Given exercise: Pick out every line of the listing below that contains the string "crane", and copy each one in full. Case counts.
____
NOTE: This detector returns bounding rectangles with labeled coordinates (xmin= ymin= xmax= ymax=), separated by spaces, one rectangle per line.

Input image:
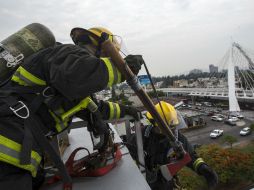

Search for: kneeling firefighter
xmin=127 ymin=101 xmax=218 ymax=190
xmin=0 ymin=24 xmax=143 ymax=190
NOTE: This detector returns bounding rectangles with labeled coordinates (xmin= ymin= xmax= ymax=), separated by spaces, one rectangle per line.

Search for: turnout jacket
xmin=0 ymin=45 xmax=122 ymax=177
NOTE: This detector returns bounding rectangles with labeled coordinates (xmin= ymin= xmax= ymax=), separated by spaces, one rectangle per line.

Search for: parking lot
xmin=183 ymin=107 xmax=254 ymax=145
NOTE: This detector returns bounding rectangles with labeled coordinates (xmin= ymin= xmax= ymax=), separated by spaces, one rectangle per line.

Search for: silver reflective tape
xmin=0 ymin=144 xmax=39 ymax=169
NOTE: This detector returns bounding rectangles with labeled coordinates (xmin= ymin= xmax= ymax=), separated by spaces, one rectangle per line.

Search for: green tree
xmin=222 ymin=135 xmax=238 ymax=148
xmin=178 ymin=167 xmax=208 ymax=190
xmin=197 ymin=144 xmax=254 ymax=185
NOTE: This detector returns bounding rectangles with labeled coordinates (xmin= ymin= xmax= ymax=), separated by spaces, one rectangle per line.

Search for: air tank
xmin=0 ymin=23 xmax=55 ymax=84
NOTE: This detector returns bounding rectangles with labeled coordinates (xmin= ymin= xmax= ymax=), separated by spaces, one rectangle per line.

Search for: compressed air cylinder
xmin=0 ymin=23 xmax=55 ymax=84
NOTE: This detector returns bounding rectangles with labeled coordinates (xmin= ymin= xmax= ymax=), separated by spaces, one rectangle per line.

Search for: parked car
xmin=211 ymin=115 xmax=223 ymax=121
xmin=224 ymin=119 xmax=236 ymax=126
xmin=240 ymin=127 xmax=251 ymax=136
xmin=210 ymin=129 xmax=223 ymax=139
xmin=229 ymin=113 xmax=244 ymax=119
xmin=228 ymin=117 xmax=239 ymax=122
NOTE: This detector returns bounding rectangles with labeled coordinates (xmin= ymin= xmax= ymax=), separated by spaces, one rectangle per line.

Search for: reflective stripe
xmin=49 ymin=108 xmax=69 ymax=132
xmin=12 ymin=66 xmax=46 ymax=86
xmin=61 ymin=97 xmax=98 ymax=120
xmin=108 ymin=102 xmax=121 ymax=119
xmin=115 ymin=104 xmax=121 ymax=119
xmin=193 ymin=158 xmax=205 ymax=171
xmin=0 ymin=135 xmax=41 ymax=177
xmin=87 ymin=99 xmax=98 ymax=112
xmin=117 ymin=69 xmax=122 ymax=83
xmin=101 ymin=58 xmax=121 ymax=87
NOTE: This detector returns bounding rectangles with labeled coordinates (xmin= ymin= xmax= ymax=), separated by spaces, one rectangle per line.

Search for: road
xmin=183 ymin=116 xmax=254 ymax=145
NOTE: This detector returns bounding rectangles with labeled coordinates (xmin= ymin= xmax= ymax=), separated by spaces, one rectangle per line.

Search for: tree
xmin=222 ymin=135 xmax=237 ymax=148
xmin=197 ymin=144 xmax=254 ymax=185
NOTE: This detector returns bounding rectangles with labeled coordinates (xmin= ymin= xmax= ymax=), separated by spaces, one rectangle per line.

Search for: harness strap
xmin=27 ymin=113 xmax=72 ymax=189
xmin=0 ymin=88 xmax=72 ymax=190
xmin=47 ymin=144 xmax=122 ymax=184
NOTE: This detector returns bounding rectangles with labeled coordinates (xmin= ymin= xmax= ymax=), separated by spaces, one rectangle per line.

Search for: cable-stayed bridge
xmin=160 ymin=42 xmax=254 ymax=111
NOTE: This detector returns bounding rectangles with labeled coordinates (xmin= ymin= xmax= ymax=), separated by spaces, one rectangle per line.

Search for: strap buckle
xmin=42 ymin=86 xmax=55 ymax=98
xmin=9 ymin=101 xmax=30 ymax=119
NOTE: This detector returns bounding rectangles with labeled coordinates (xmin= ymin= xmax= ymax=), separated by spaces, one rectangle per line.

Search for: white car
xmin=210 ymin=129 xmax=223 ymax=138
xmin=240 ymin=127 xmax=251 ymax=136
xmin=211 ymin=115 xmax=223 ymax=121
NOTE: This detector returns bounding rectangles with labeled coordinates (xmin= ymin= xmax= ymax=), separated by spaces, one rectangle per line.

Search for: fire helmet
xmin=70 ymin=27 xmax=121 ymax=51
xmin=146 ymin=101 xmax=179 ymax=127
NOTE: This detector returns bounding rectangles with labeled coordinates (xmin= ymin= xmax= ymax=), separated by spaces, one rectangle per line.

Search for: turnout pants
xmin=0 ymin=161 xmax=44 ymax=190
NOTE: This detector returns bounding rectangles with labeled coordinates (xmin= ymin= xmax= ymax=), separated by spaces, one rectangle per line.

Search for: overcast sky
xmin=0 ymin=0 xmax=254 ymax=76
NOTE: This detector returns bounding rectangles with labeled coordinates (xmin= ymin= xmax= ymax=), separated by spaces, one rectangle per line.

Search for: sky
xmin=0 ymin=0 xmax=254 ymax=76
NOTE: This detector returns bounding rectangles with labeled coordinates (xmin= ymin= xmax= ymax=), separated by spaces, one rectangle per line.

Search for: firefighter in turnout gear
xmin=127 ymin=101 xmax=218 ymax=190
xmin=0 ymin=27 xmax=143 ymax=190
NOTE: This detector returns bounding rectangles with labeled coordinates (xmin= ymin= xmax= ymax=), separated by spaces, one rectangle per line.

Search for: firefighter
xmin=127 ymin=101 xmax=218 ymax=190
xmin=0 ymin=27 xmax=143 ymax=190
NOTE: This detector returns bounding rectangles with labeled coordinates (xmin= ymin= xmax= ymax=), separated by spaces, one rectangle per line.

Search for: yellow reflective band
xmin=49 ymin=108 xmax=69 ymax=133
xmin=108 ymin=102 xmax=114 ymax=119
xmin=108 ymin=102 xmax=121 ymax=119
xmin=0 ymin=135 xmax=41 ymax=177
xmin=101 ymin=58 xmax=121 ymax=87
xmin=117 ymin=69 xmax=122 ymax=83
xmin=12 ymin=66 xmax=46 ymax=86
xmin=193 ymin=158 xmax=205 ymax=171
xmin=115 ymin=104 xmax=121 ymax=119
xmin=11 ymin=74 xmax=27 ymax=86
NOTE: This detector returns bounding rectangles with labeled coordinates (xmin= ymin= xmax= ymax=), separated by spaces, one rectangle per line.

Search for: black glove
xmin=123 ymin=106 xmax=141 ymax=121
xmin=124 ymin=55 xmax=145 ymax=75
xmin=197 ymin=163 xmax=218 ymax=189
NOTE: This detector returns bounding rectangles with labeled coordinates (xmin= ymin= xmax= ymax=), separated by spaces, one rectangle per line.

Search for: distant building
xmin=190 ymin=69 xmax=202 ymax=74
xmin=209 ymin=64 xmax=219 ymax=73
xmin=173 ymin=79 xmax=188 ymax=88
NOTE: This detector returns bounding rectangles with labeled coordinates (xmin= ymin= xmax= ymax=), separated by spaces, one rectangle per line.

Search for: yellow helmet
xmin=70 ymin=27 xmax=121 ymax=51
xmin=146 ymin=101 xmax=179 ymax=126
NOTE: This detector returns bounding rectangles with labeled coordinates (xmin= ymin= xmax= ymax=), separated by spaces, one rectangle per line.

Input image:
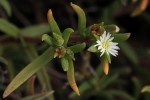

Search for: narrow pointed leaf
xmin=0 ymin=18 xmax=20 ymax=38
xmin=3 ymin=48 xmax=54 ymax=98
xmin=69 ymin=43 xmax=86 ymax=53
xmin=47 ymin=9 xmax=61 ymax=35
xmin=61 ymin=56 xmax=69 ymax=71
xmin=88 ymin=45 xmax=97 ymax=52
xmin=21 ymin=24 xmax=50 ymax=38
xmin=71 ymin=3 xmax=86 ymax=35
xmin=112 ymin=33 xmax=130 ymax=42
xmin=67 ymin=59 xmax=80 ymax=96
xmin=42 ymin=34 xmax=53 ymax=45
xmin=53 ymin=32 xmax=64 ymax=46
xmin=62 ymin=28 xmax=74 ymax=46
xmin=21 ymin=91 xmax=54 ymax=100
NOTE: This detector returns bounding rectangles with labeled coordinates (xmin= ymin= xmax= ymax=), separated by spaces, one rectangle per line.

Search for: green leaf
xmin=88 ymin=45 xmax=97 ymax=52
xmin=0 ymin=18 xmax=20 ymax=38
xmin=3 ymin=48 xmax=54 ymax=98
xmin=71 ymin=3 xmax=86 ymax=35
xmin=120 ymin=42 xmax=138 ymax=65
xmin=21 ymin=24 xmax=50 ymax=38
xmin=21 ymin=91 xmax=54 ymax=100
xmin=62 ymin=28 xmax=74 ymax=46
xmin=69 ymin=43 xmax=86 ymax=53
xmin=47 ymin=9 xmax=61 ymax=35
xmin=67 ymin=59 xmax=80 ymax=96
xmin=61 ymin=56 xmax=69 ymax=71
xmin=53 ymin=32 xmax=64 ymax=46
xmin=66 ymin=48 xmax=75 ymax=60
xmin=141 ymin=85 xmax=150 ymax=93
xmin=112 ymin=33 xmax=130 ymax=42
xmin=0 ymin=0 xmax=12 ymax=16
xmin=42 ymin=34 xmax=53 ymax=45
xmin=104 ymin=53 xmax=111 ymax=63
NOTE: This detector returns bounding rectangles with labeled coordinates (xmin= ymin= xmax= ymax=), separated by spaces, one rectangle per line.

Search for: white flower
xmin=94 ymin=31 xmax=119 ymax=57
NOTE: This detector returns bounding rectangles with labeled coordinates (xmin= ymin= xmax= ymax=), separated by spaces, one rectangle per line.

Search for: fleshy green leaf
xmin=0 ymin=0 xmax=11 ymax=16
xmin=47 ymin=9 xmax=61 ymax=35
xmin=61 ymin=56 xmax=69 ymax=71
xmin=21 ymin=24 xmax=50 ymax=38
xmin=42 ymin=34 xmax=53 ymax=45
xmin=141 ymin=86 xmax=150 ymax=93
xmin=53 ymin=32 xmax=64 ymax=46
xmin=3 ymin=48 xmax=54 ymax=98
xmin=67 ymin=59 xmax=80 ymax=96
xmin=88 ymin=45 xmax=97 ymax=52
xmin=112 ymin=33 xmax=130 ymax=42
xmin=69 ymin=43 xmax=86 ymax=53
xmin=71 ymin=3 xmax=86 ymax=35
xmin=62 ymin=28 xmax=74 ymax=46
xmin=21 ymin=91 xmax=54 ymax=100
xmin=0 ymin=18 xmax=20 ymax=37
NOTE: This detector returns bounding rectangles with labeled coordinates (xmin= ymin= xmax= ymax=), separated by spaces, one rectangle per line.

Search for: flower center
xmin=102 ymin=41 xmax=109 ymax=49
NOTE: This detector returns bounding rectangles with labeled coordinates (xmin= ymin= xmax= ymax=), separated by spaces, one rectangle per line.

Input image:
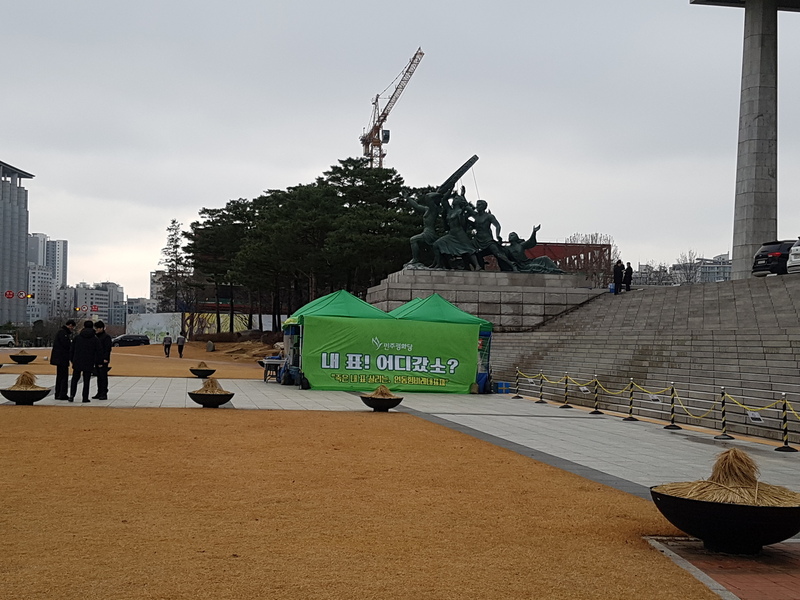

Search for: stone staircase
xmin=492 ymin=276 xmax=800 ymax=441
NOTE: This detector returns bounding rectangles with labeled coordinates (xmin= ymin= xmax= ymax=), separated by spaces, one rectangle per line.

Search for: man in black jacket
xmin=614 ymin=260 xmax=625 ymax=295
xmin=92 ymin=321 xmax=111 ymax=400
xmin=50 ymin=319 xmax=75 ymax=400
xmin=69 ymin=321 xmax=103 ymax=402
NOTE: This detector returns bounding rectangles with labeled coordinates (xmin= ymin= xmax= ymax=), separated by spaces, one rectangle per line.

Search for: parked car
xmin=111 ymin=333 xmax=150 ymax=348
xmin=753 ymin=240 xmax=797 ymax=277
xmin=786 ymin=238 xmax=800 ymax=273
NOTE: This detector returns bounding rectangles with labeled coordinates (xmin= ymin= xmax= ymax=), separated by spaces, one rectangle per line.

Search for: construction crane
xmin=359 ymin=48 xmax=425 ymax=168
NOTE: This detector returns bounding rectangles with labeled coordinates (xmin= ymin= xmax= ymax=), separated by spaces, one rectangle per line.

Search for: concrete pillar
xmin=732 ymin=0 xmax=778 ymax=279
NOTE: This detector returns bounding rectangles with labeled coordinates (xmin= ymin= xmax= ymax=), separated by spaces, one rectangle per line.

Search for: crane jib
xmin=436 ymin=154 xmax=478 ymax=194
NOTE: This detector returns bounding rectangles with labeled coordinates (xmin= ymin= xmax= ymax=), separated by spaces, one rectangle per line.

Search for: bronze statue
xmin=402 ymin=156 xmax=564 ymax=274
xmin=503 ymin=225 xmax=564 ymax=275
xmin=433 ymin=186 xmax=479 ymax=271
xmin=403 ymin=192 xmax=442 ymax=265
xmin=472 ymin=200 xmax=514 ymax=271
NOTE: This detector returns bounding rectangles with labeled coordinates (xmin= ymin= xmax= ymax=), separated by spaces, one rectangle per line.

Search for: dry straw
xmin=192 ymin=377 xmax=230 ymax=394
xmin=653 ymin=448 xmax=800 ymax=506
xmin=8 ymin=371 xmax=47 ymax=391
xmin=364 ymin=385 xmax=399 ymax=399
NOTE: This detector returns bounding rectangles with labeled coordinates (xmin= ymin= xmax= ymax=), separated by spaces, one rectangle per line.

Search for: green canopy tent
xmin=283 ymin=290 xmax=394 ymax=329
xmin=389 ymin=293 xmax=493 ymax=331
xmin=283 ymin=291 xmax=481 ymax=394
xmin=280 ymin=290 xmax=394 ymax=383
xmin=389 ymin=293 xmax=493 ymax=393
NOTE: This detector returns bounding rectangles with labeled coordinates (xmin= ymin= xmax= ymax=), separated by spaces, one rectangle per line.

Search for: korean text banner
xmin=302 ymin=316 xmax=479 ymax=394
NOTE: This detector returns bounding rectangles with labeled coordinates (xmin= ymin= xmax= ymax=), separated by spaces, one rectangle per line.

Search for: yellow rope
xmin=725 ymin=392 xmax=783 ymax=412
xmin=675 ymin=394 xmax=717 ymax=419
xmin=517 ymin=369 xmax=800 ymax=421
xmin=633 ymin=383 xmax=672 ymax=396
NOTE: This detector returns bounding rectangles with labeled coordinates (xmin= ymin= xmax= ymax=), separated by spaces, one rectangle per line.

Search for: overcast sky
xmin=0 ymin=0 xmax=800 ymax=297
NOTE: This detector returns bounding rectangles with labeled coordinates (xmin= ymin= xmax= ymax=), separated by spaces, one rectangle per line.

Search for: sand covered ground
xmin=0 ymin=405 xmax=716 ymax=600
xmin=0 ymin=342 xmax=275 ymax=379
xmin=0 ymin=343 xmax=716 ymax=600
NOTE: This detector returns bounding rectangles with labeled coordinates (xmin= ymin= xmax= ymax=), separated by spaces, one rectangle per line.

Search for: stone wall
xmin=367 ymin=269 xmax=605 ymax=332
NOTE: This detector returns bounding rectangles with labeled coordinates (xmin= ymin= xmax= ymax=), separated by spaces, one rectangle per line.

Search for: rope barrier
xmin=664 ymin=382 xmax=681 ymax=429
xmin=775 ymin=393 xmax=797 ymax=452
xmin=514 ymin=367 xmax=800 ymax=452
xmin=589 ymin=375 xmax=603 ymax=415
xmin=714 ymin=387 xmax=733 ymax=440
xmin=558 ymin=373 xmax=572 ymax=408
xmin=511 ymin=367 xmax=522 ymax=400
xmin=536 ymin=370 xmax=547 ymax=404
xmin=622 ymin=377 xmax=639 ymax=421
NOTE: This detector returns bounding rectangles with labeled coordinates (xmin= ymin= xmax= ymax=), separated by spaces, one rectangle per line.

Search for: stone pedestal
xmin=367 ymin=269 xmax=608 ymax=332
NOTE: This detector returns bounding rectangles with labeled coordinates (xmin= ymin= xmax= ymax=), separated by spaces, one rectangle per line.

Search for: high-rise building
____
Solution to this exercise:
Search for: construction crane
Search for: crane jib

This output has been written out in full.